### Excerpted text
+++
Causes of zombification

Is KD the next ‘zombie’ drug?

By Chris Post

Every year or so, it seems, a new drug arrives that supposedly turns its users into zombies. Bath salts and krokodil have come and gone, replaced by the latest new street drug known as Katie, or simply KD.

According to reports coming out of Indiana, first responders in Indianapolis are seeing an increase in calls to help those who have taken KD. The drug is made by taking synthetic marijuana called potpourri and dousing it with bug spray. Once the drug has been soaked and dried it is smoked.

In an interview with the Indianapolis Star, firefighter Scott Lebherz explained that ingesting something designed to kill bugs can have a variety of effects on the human body.

“You look at what it does to a bug,” Lebherz said. “And then you got to think what it’s doing to your brain, and your body and everything else.”

According to reports, people on the drug experience a high lasting 20 to 45 minutes and exhibit behavior ranging from wide-eyed catatonia to a slow-motion, lumbering walk. Some have reportedly been seen eating grass and dirt. To date, there haven’t been any reports of KD users attacking people.

There are some, however, who dispute the allegation that the behavior of KD users is due to insecticide. Chief among the skeptics is SC Johnson, maker of the bug sprays RAID and OFF!. In response to the reports about KD, the company issued the following statement:

“Over the past 24 hours, we’ve seen an increasing number of media reports about drug users intentionally misusing pest products such as Raid® and OFF!®, made by SC Johnson, to achieve a catatonic state for up to 45 minutes. The reported effects are completely inaccurate.

According to our scientific experts, exposure to the active ingredients in these products would not cause the reported effects. Global authorities, including the World Health Organization (WHO) and the U.S. EPA, for many decades have studied these active ingredients and they have not reported ill effects like this. Additionally, even if these active ingredients were intentionally overused, we would not expect these types of symptoms, nor would they last for 45 minutes.

While well intended, news reports such as these are extremely concerning when they correlate a product’s impact on a bug with its impact on a human being. Not only are the conclusions often incorrect, the report could encourage copycat experimentation. Pest control products should never be used in any way that goes against the label instructions. Our products are safe when used as directed.

Drug abuse is an alarming epidemic in the United States and beyond, and this is of great concern for all of us in the consumer products industry whose products may periodically be misused. The last thing we would ever want is for media reporting to inspire this misuse, that’s why we feel a responsibility to issue this statement today.

SC Johnson is a founding member of the Alliance for Consumer Education, which for nearly two decades has educated parents, educators, law enforcement and poison control centers about inhalation abuse, the misuse of products and the importance of following label instructions.”
+++
### Your objective
Quote the KD article word for word between "Is KD the next" and "the human body.", inclusive.
+++
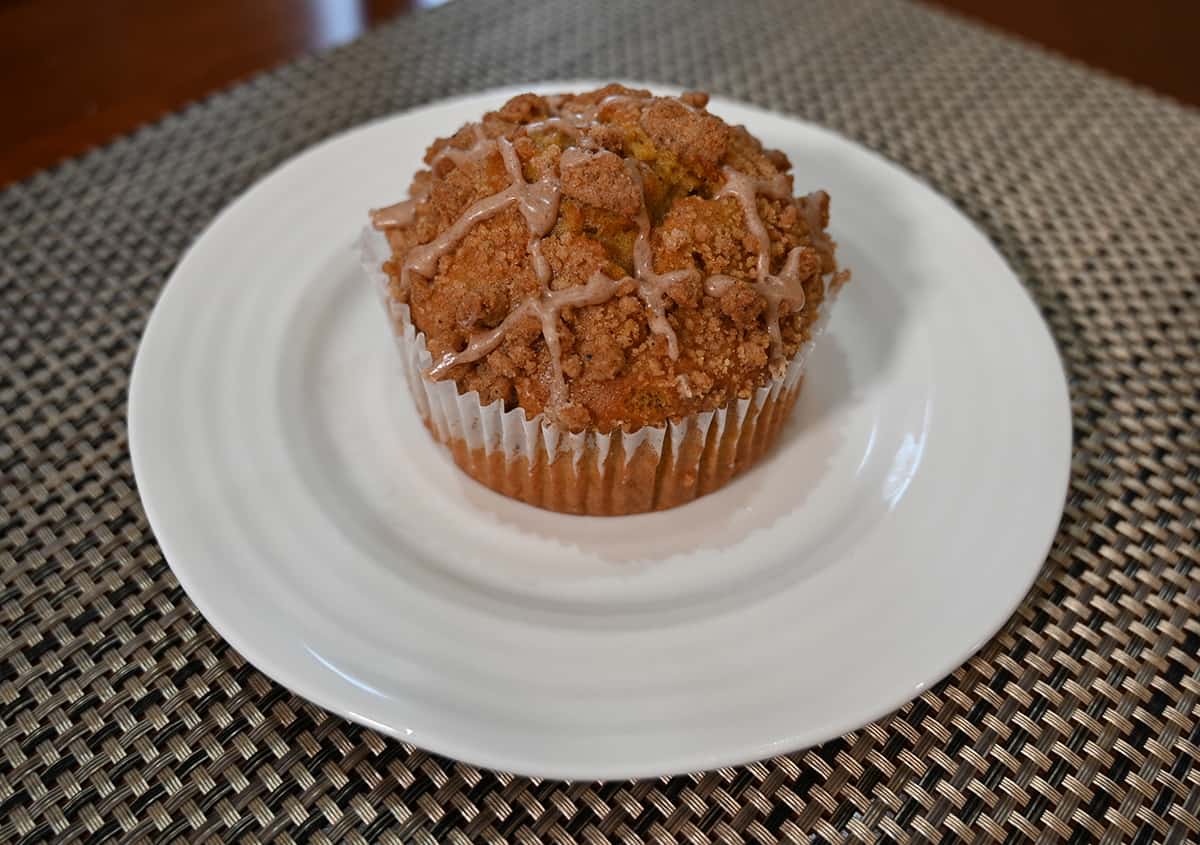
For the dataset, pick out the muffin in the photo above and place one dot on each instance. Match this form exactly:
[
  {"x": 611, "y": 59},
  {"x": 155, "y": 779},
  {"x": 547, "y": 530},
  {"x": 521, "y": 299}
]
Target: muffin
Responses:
+++
### Result
Is KD the next ‘zombie’ drug?

By Chris Post

Every year or so, it seems, a new drug arrives that supposedly turns its users into zombies. Bath salts and krokodil have come and gone, replaced by the latest new street drug known as Katie, or simply KD.

According to reports coming out of Indiana, first responders in Indianapolis are seeing an increase in calls to help those who have taken KD. The drug is made by taking synthetic marijuana called potpourri and dousing it with bug spray. Once the drug has been soaked and dried it is smoked.

In an interview with the Indianapolis Star, firefighter Scott Lebherz explained that ingesting something designed to kill bugs can have a variety of effects on the human body.